- **PARTES DEL EJERCICIO**
A. Edita un fragmento del texto sobre el Moltó. Cópialo empezando en las palabras "Lo obligatorio para", terminando después de "cuestionamos tal regla.", y cambia "academia" por "escuela".
B. Por favor, retoma el texto sobre el Moltó y continúalo a partir de su última oración.

El Moltó es un lenguaje difícil. Y a la vez, muy fácil. Depende desde qué espacio de la espiritualidad uno se quiera acercar a conocer cada letra, cada expresión y cualquiera de sus giros lingüísticos. No es solo estudio. Eso lo hace cercano y distante. Porque las dimensiones más inalcanzables son las que llevan el cultivo del alma.

Lo obligatorio para ser un hablante digno (eso sí es inviolable) es obviar las tediosas frases hechas. Con sintagmas rebuscados o verdades de Perogrullo, nunca será posible hablar Moltó. Simplemente no está comprendido entre sus posibilidades idiomáticas. Y en eso la academia de lo verdadero sí es demasiado exigente. Pero no le cuestionamos tal regla.

Porque este idioma solo se da desde la sencillez. Y no la aparente humildad coloreada con falsa inocencia, ni la proclamada bondad de quien pasa la vida recordando cuán bueno es. El Moltó es sencillo, porque no sabe de dobles discursos, medias tintas disfrazadas o verdades bajo la mesa. No son posibles estos «tira y encoje». Tal vez no es tan rico como el español. Qué vamos a hacerle a esa carencia. Irremediablemente se limita su alcance.

- **LISTADO**
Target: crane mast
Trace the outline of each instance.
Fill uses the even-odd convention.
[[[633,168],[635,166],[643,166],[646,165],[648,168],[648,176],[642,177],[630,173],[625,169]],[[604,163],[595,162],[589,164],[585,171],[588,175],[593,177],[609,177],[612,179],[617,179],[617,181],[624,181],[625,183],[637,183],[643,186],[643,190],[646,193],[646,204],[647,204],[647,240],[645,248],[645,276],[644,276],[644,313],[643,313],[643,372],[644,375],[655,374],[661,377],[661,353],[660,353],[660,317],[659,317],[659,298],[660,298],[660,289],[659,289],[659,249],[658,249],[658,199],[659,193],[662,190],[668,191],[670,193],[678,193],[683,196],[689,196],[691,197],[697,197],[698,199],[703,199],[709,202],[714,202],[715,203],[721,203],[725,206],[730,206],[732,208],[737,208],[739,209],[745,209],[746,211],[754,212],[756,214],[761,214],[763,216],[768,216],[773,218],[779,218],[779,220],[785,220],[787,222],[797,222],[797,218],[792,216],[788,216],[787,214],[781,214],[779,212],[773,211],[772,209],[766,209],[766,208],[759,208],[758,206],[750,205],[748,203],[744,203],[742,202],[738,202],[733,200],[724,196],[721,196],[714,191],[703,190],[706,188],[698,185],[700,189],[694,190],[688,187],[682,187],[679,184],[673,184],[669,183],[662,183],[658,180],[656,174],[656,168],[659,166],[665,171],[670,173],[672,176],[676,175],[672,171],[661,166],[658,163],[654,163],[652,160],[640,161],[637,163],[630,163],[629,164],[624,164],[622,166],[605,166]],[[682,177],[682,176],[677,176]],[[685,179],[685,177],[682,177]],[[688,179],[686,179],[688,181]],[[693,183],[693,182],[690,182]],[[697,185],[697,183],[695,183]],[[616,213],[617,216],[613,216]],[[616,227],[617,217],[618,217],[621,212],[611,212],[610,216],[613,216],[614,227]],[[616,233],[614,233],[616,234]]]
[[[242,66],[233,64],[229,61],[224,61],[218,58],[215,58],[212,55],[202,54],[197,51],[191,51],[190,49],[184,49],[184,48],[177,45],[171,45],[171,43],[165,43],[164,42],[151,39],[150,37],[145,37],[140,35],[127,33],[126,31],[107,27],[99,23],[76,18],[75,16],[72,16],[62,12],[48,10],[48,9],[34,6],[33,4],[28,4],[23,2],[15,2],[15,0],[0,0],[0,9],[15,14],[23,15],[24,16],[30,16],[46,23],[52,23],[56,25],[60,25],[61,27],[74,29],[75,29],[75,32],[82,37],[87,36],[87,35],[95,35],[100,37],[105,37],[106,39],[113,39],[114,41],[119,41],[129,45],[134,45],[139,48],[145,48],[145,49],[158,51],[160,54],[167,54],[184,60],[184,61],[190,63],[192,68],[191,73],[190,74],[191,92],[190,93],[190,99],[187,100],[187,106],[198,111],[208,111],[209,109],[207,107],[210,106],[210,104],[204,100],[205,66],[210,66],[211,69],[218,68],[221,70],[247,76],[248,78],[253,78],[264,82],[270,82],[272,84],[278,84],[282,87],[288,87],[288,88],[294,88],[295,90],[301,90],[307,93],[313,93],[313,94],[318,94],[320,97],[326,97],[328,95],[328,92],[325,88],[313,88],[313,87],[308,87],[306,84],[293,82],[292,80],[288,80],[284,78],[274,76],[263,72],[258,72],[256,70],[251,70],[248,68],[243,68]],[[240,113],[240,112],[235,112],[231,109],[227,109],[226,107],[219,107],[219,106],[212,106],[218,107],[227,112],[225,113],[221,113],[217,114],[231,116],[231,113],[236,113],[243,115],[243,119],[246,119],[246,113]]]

==

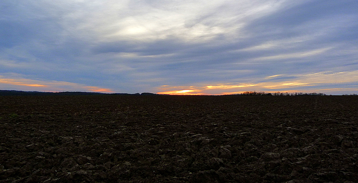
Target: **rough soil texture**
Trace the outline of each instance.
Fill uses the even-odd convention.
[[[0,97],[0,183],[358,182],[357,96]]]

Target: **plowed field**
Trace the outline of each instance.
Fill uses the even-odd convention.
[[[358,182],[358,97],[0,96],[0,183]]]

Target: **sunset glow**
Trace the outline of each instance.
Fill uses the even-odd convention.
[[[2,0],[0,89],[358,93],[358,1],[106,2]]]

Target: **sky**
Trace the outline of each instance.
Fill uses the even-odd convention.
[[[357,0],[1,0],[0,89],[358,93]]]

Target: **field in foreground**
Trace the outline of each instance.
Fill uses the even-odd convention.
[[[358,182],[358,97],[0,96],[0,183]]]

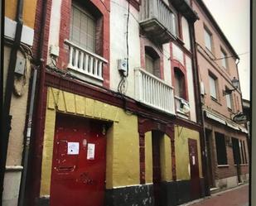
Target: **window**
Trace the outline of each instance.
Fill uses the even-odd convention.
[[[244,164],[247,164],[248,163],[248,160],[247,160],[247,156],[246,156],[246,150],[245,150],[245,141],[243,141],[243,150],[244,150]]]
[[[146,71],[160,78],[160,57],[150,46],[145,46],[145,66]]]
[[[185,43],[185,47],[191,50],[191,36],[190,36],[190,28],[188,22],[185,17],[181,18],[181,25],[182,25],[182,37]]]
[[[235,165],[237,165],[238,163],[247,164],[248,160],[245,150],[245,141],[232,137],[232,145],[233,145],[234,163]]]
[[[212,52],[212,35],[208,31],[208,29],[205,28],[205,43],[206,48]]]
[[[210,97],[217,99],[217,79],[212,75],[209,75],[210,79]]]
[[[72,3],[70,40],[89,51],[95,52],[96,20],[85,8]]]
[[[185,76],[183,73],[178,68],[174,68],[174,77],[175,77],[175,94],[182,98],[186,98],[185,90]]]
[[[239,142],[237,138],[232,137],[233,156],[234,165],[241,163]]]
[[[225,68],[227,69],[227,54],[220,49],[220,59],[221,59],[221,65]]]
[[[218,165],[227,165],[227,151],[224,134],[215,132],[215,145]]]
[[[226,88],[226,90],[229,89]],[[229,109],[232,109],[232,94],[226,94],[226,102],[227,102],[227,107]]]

--

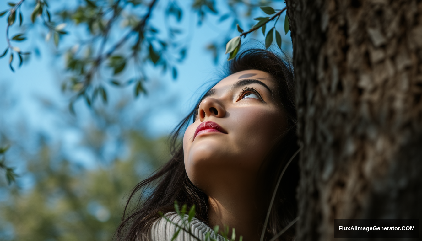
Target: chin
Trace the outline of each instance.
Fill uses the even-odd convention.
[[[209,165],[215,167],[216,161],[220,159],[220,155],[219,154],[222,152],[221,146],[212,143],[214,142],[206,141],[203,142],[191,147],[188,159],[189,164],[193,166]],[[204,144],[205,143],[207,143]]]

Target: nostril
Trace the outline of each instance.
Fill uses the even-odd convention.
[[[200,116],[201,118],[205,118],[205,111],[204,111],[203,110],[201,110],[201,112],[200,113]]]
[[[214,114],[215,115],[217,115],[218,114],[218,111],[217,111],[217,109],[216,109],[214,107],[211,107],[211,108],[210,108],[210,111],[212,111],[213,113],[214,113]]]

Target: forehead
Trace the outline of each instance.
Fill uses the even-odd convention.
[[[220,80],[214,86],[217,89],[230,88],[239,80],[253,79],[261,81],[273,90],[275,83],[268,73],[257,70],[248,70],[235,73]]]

- **RESPUESTAS ESPERADAS**
A.
Lo obligatorio para ser un hablante digno (eso sí es inviolable) es obviar las tediosas frases hechas. Con sintagmas rebuscados o verdades de Perogrullo, nunca será posible hablar Moltó. Simplemente no está comprendido entre sus posibilidades idiomáticas. Y en eso la escuela de lo verdadero sí es demasiado exigente. Pero no le cuestionamos tal regla.

B.
El Moltó es un lenguaje radical. Y a la vez sabe convocar desde los extremos. No hay quien se resista a su literatura cotidiana de liberales de la lengua, de demandantes de la acción. Idioma al fin, una vez que se aprende, condiciona lo que somos, lo que hacemos, y no admite palabras si no llevan consigo hechos. Al menos en cada sílaba va este empeño.

Esta lengua de los sentidos entra en las venas, y a partir de ahí, guía cada uno de los razonamientos, los consejos o las intervenciones en cualquier encuentro. Se desata lo mismo para denunciar lo que hiere, como para construir lo que salva. Sirve para cualquier propósito. Pero tiene que ser noble.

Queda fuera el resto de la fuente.